((

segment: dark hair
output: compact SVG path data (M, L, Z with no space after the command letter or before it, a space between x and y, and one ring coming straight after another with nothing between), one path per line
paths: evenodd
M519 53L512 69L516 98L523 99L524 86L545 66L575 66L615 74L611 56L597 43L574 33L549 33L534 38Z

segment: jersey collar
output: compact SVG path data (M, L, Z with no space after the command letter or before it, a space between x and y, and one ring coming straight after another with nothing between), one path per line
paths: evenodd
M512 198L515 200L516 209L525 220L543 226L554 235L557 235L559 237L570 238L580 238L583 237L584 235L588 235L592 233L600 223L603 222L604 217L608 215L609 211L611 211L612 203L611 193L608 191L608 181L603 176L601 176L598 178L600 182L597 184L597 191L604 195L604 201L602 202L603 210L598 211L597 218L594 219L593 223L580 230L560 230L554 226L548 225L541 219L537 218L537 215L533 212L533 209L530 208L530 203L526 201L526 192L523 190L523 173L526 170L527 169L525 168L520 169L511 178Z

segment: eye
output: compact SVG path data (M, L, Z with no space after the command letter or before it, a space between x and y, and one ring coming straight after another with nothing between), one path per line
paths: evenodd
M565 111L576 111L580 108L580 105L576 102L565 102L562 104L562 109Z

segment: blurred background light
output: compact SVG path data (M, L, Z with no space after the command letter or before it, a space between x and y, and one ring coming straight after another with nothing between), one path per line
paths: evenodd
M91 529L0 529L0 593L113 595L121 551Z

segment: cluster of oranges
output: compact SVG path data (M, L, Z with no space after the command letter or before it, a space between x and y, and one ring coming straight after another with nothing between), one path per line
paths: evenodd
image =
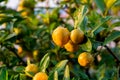
M59 26L53 31L52 39L57 46L64 47L69 52L75 52L84 40L84 33L79 29L69 32L67 28ZM78 56L78 63L81 66L89 66L92 62L93 57L88 52L83 52Z
M75 52L84 39L84 33L79 29L69 32L67 28L59 26L53 31L52 39L57 46L64 47L69 52Z

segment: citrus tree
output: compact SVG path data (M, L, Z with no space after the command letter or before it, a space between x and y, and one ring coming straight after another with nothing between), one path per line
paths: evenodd
M120 0L50 1L0 0L0 80L119 80Z

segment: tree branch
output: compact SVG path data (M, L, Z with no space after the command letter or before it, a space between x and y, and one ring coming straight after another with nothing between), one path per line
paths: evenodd
M107 51L116 59L117 65L119 65L120 60L118 59L118 57L110 50L110 48L109 48L108 46L105 45L105 48L106 48Z

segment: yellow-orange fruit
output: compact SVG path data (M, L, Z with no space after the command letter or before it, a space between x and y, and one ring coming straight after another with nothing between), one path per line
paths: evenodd
M93 62L93 57L90 53L83 52L78 56L78 63L83 66L89 66Z
M18 6L17 11L23 11L21 12L22 16L28 16L30 14L30 9L25 8L23 6Z
M25 73L27 76L32 77L32 75L30 74L30 72L32 72L33 74L36 74L38 72L38 67L35 64L29 64L26 68L25 68Z
M65 44L64 47L69 52L75 52L79 48L79 46L77 44L74 44L71 40L69 40L69 42Z
M21 33L21 29L20 28L13 28L13 31L18 35Z
M67 28L57 27L52 33L52 39L56 45L63 47L70 39L70 32Z
M22 51L23 51L22 47L21 47L21 46L19 46L19 47L18 47L18 54L21 54L21 53L22 53Z
M72 40L73 43L79 44L84 39L84 33L79 29L74 29L71 31L70 39Z
M92 0L81 0L82 3L92 3Z
M38 72L33 77L33 80L48 80L48 75L44 72Z

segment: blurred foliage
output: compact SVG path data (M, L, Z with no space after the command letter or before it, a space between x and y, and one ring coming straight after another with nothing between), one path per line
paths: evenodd
M48 80L120 79L120 0L56 0L57 7L49 7L50 0L19 1L20 9L14 10L6 6L8 0L0 0L0 80L32 80L24 71L27 58ZM36 7L38 2L47 6ZM84 32L78 51L52 41L58 26ZM87 68L77 61L85 51L94 57Z

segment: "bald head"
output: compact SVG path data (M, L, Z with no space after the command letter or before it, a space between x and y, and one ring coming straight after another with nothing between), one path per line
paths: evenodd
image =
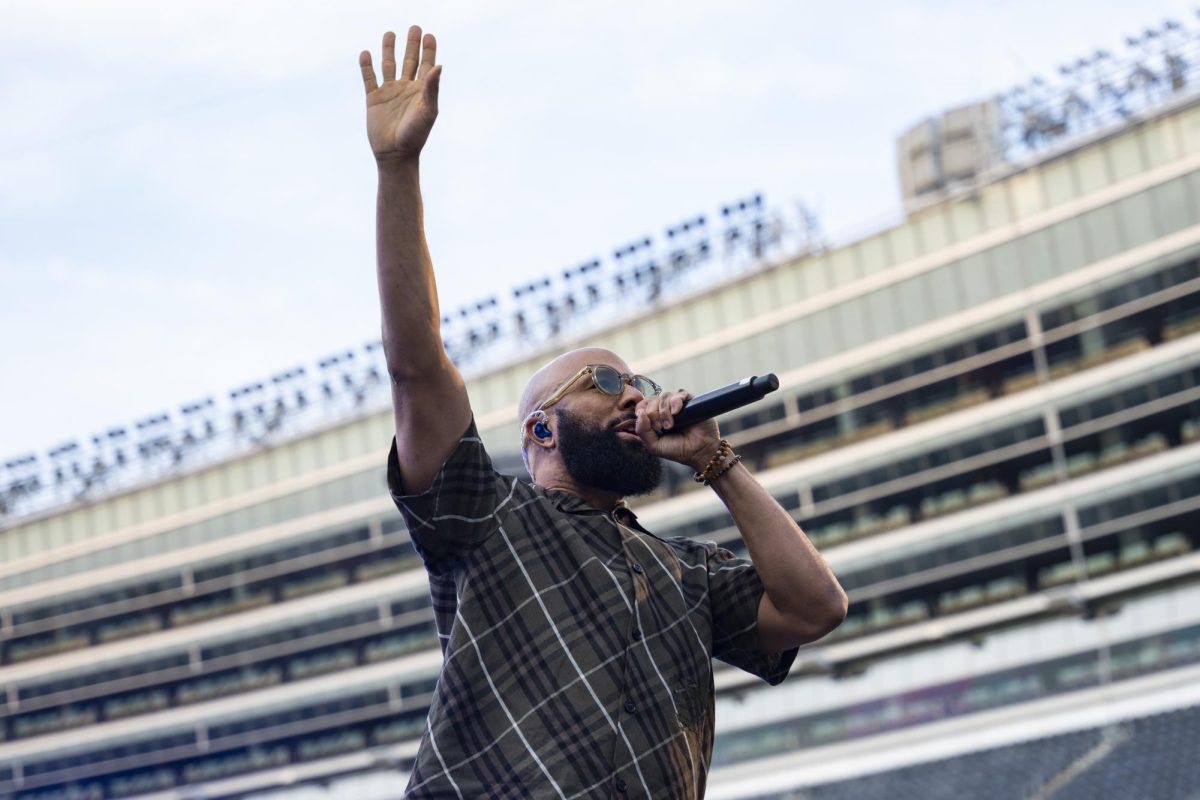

))

- TASK DESCRIPTION
The response should repeat every entry above exactly and include none of the pictures.

- EXERCISE RESULT
segment: dark hair
output: compact SVG path data (M, L, Z with no space after the command letter or before it, a space between x and y, and one ring coming straight after another with nothing between), one path per line
paths: evenodd
M519 53L512 69L516 98L523 99L524 86L545 66L575 66L615 74L611 56L597 43L574 33L549 33L534 38Z

segment: jersey collar
output: compact SVG path data (M, L, Z with no space after the command letter or before it, a space between x and y, and one ring coming straight after another with nothing between), one path per line
paths: evenodd
M512 198L515 200L516 209L525 220L543 226L554 235L557 235L559 237L570 238L580 238L583 237L584 235L588 235L592 233L600 223L603 222L604 217L608 215L609 211L611 211L612 203L611 193L608 191L608 181L603 176L601 176L598 178L600 182L597 184L597 191L604 195L604 201L602 202L603 210L598 211L597 218L594 219L593 223L580 230L560 230L554 226L548 225L541 219L537 218L537 215L533 212L533 209L530 208L530 203L526 201L526 192L523 190L523 173L526 170L527 169L525 168L520 169L511 178Z

segment: eye
output: compact SVG path data (M, L, Z with no space after the command letter or before it, a space between x and y, and one ring coming straight after another with nothing between), one path per line
paths: evenodd
M565 111L576 111L580 108L580 105L576 102L565 102L562 104L562 109Z

segment: blurred background light
output: compact SVG path data (M, L, Z with no space after the command letter or before it, a space between x and y, and one ring coming straight after another with nothing between), one path per line
paths: evenodd
M91 529L0 529L0 593L113 595L121 551Z

segment: cluster of oranges
output: compact SVG path data (M, L, Z with no space after the command letter or before it, a space between x and y, and one ring coming straight after another with nothing between), one path per line
paths: evenodd
image =
M59 26L53 31L52 39L57 46L64 47L69 52L75 52L84 40L84 33L79 29L69 32L67 28ZM78 56L78 63L81 66L89 66L92 62L93 57L88 52L83 52Z
M75 52L84 39L84 33L79 29L69 32L67 28L59 26L53 31L52 39L57 46L64 47L69 52Z

segment: citrus tree
output: compact SVG path data (M, L, Z with no space after the command letter or before it, a space between x and y, and one ring coming straight after another with nothing between), one path per line
paths: evenodd
M120 0L50 1L0 0L0 80L119 80Z

segment: tree branch
output: compact SVG path data (M, L, Z with no space after the command letter or before it, a space between x and y, and one ring coming straight after another with nothing between), one path per line
paths: evenodd
M107 51L116 59L117 65L119 65L120 60L118 59L118 57L110 50L110 48L109 48L108 46L105 45L105 48L106 48Z

segment: yellow-orange fruit
output: compact SVG path data (M, L, Z with no space after the command letter or before it, a space between x and y, and one ring coming straight after another with nothing between), one path per line
paths: evenodd
M93 62L93 57L90 53L83 52L78 56L78 63L83 66L89 66Z
M18 6L17 11L23 11L21 12L22 16L28 16L30 14L30 9L25 8L23 6Z
M25 73L27 76L32 77L32 75L30 74L30 72L32 72L33 74L36 74L38 72L38 67L35 64L29 64L26 68L25 68Z
M65 44L64 47L69 52L75 52L79 48L79 46L77 44L74 44L71 40L69 40L69 42Z
M21 33L21 29L20 28L13 28L13 31L18 35Z
M67 28L57 27L52 33L52 39L56 45L63 47L70 39L70 32Z
M22 51L23 51L22 47L21 47L21 46L19 46L19 47L18 47L18 54L21 54L21 53L22 53Z
M72 40L73 43L79 44L84 39L84 33L79 29L74 29L71 31L70 39Z
M92 0L81 0L82 3L92 3Z
M38 72L33 77L33 80L48 80L48 75L44 72Z

segment: blurred foliage
output: compact SVG path data (M, L, Z with no space after the command letter or before it, a space between x and y, and one ring coming straight after another with nothing between), one path per line
paths: evenodd
M48 80L120 79L120 0L56 0L57 7L49 7L50 0L19 1L20 9L14 10L6 6L8 0L0 0L0 80L32 80L24 71L27 58ZM36 7L38 2L47 6ZM84 32L78 51L52 41L58 26ZM87 68L77 61L85 51L94 57Z

segment: "bald head"
output: compact SVG path data (M, L, Z with no space after the command letter or before it, a space between x and y, and one ring coming straight after another with nothing between), one path per line
paths: evenodd
image =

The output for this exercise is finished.